━━━━━ Entries supplied

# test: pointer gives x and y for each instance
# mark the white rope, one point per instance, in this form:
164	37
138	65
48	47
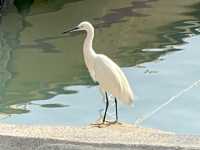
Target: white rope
147	116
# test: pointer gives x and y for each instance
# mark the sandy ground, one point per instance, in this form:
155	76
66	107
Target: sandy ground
110	136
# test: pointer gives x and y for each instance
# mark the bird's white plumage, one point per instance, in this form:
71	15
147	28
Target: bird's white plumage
103	70
112	79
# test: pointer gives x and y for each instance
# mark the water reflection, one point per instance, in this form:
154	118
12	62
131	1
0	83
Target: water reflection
36	59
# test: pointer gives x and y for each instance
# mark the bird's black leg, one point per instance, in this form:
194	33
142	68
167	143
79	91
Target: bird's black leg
116	112
107	103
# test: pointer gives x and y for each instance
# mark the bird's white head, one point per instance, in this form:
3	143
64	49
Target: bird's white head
83	26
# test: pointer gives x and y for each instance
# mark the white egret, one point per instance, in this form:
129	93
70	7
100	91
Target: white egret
103	70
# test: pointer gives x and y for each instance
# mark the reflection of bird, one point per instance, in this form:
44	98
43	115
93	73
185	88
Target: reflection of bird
104	71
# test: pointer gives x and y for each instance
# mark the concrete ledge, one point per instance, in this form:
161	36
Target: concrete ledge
111	137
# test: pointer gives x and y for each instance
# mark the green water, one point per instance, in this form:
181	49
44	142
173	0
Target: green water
43	79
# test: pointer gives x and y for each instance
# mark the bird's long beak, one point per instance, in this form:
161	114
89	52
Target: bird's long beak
71	30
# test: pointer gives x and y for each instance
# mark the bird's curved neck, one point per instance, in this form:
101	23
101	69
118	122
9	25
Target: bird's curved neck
87	46
88	40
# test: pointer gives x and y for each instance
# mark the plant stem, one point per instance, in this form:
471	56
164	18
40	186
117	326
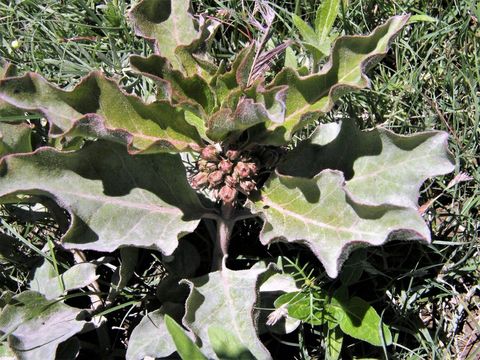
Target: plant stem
224	231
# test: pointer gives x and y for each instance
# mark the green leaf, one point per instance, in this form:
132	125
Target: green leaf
124	272
226	297
321	214
226	345
309	96
15	138
276	321
290	58
114	199
6	110
36	326
380	167
52	285
168	23
309	307
333	343
150	338
97	107
326	14
359	319
267	106
186	348
174	85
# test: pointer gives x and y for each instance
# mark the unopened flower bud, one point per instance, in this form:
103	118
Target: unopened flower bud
252	167
247	186
226	166
227	194
215	178
199	180
242	170
202	164
209	152
233	154
211	167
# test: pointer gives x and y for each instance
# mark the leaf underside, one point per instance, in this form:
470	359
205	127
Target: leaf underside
322	214
98	108
36	326
380	167
226	297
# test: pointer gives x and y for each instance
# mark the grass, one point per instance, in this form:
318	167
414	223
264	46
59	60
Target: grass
429	294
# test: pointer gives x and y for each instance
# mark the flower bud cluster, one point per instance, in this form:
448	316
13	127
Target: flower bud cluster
226	172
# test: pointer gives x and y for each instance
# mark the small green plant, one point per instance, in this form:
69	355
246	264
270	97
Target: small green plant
211	150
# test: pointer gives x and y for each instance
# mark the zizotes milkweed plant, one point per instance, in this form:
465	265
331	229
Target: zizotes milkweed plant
118	169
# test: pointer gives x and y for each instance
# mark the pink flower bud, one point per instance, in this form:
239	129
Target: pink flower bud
210	167
215	178
231	181
199	180
209	152
253	168
233	154
227	194
226	166
242	170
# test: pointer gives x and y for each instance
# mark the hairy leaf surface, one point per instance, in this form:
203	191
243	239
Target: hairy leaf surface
226	297
310	95
36	326
52	285
321	214
380	167
114	199
169	24
97	107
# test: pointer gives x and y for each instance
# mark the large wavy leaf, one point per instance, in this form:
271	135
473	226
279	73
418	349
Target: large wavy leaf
114	199
320	213
177	35
380	167
226	298
97	107
150	338
50	284
15	138
36	326
308	96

━━━━━━━━━━

◆ Written exercise:
Repeat the material exactly as it reads, without any of its pictures.

◆ Written response:
# test: pointer gives x and y for each instance
# mark the white rope, one point per instance, in this form:
164	37
138	65
48	47
Target: white rope
147	116
# test: pointer gives x and y for each instance
# mark the sandy ground, one point per instance, in this form:
155	76
66	107
Target: sandy ground
110	136
# test: pointer gives x and y for each instance
# mark the bird's white plumage, one point per instance, in this form:
71	15
147	28
Target: bird's white plumage
103	70
112	79
# test: pointer gives x and y for each instance
# mark the water reflection, one point per instance, in this form:
154	118
12	62
131	1
0	83
Target: water reflection
36	59
# test: pointer gives x and y for each instance
# mark the bird's black leg, one point per instance, in this form:
194	33
142	68
167	143
79	91
Target: bird's black leg
116	112
107	103
# test: pointer gives x and y for each instance
# mark the bird's white head, one point per instance, in this form:
3	143
64	49
Target: bird's white head
83	26
# test: pointer gives x and y for each instance
# mark the white egret, one point per instance, in this form:
129	93
70	7
100	91
Target: white egret
103	70
# test: pointer gives x and y for each instance
# mark the reflection of bird, one point per instance, in this form:
44	98
43	115
93	73
185	88
Target: reflection of bird
104	71
# test: pointer gives x and y for each instance
# mark the concrete ledge, one point per instance, in this form:
161	36
Target: concrete ledge
111	137
# test: pointer gives x and y for each instance
# mark the green water, one point per instance, in this form:
181	49
44	142
173	0
Target: green water
43	79
# test: pointer gives x and y for each instance
# mark the bird's long beak, one point per instance, in this form:
161	114
89	52
Target: bird's long beak
71	30
# test: pointer gives x and y for each instance
# mark the bird's curved neck, one point per instance, in this form:
101	23
101	69
118	122
9	25
Target: bird's curved neck
87	46
88	40
# test: pointer gives x and y for each instance
# mark the plant stem, one point per instance, in this form:
471	56
164	18
40	186
117	326
Target: plant stem
224	231
# test: pointer gives x and y for each instance
# mark the green leaf, one point per instance, in this form:
132	125
Target: green leaf
124	272
226	297
321	214
226	345
309	96
15	138
276	321
290	58
114	199
6	110
36	326
380	167
52	285
168	23
309	307
333	343
150	338
97	107
326	14
359	319
267	106
186	348
174	85
# test: pointer gives x and y for each instance
# mark the unopened flower bud, one point per instance, in this form:
103	118
Target: unopened flower bud
252	167
247	186
226	166
227	194
215	178
199	180
242	170
202	164
209	152
233	154
211	167
# test: pointer gives x and y for each instance
# mark the leaf underside, one point per instance, in this form:
470	359
205	127
Target: leaf underside
322	214
98	108
36	326
380	167
226	297
# test: pointer gives x and y for each instance
# mark the grass, one point per instance, in this form:
318	167
414	223
264	46
59	60
Target: grass
429	294
# test: pointer gives x and y for each instance
# mark the flower bud cluster, one point per instance, in this form:
448	316
13	127
Target: flower bud cluster
226	172
# test: pointer gives x and y for each instance
# mark the small green plant, one point per instance, in this form:
69	355
246	264
270	97
Target: small green plant
211	150
# test: pointer gives x and y for each instance
# mark the zizotes milkweed plant, one point per instance, in this form:
465	265
331	229
Target: zizotes milkweed plant
118	169
# test: pointer gives x and y for each instance
# mark the pink flower bud, one point per instance, in this form:
239	129
Target: pink flower bud
210	167
215	178
231	181
199	180
209	152
253	168
233	154
227	194
226	166
242	170
# test: pointer gives x and y for each instance
# mark the hairy leaf surface, one point per instance, in this form:
203	191
243	239
Target: hairy leaf surface
226	297
310	95
36	326
52	285
321	214
380	167
114	199
169	24
97	107
# test: pointer gives x and y for each instance
# mark the large wavy leaf, one point per instance, in this form:
271	135
473	226
279	73
418	349
Target: large wavy leaf
114	199
320	213
177	35
380	167
226	298
97	107
150	338
50	284
15	138
36	326
308	96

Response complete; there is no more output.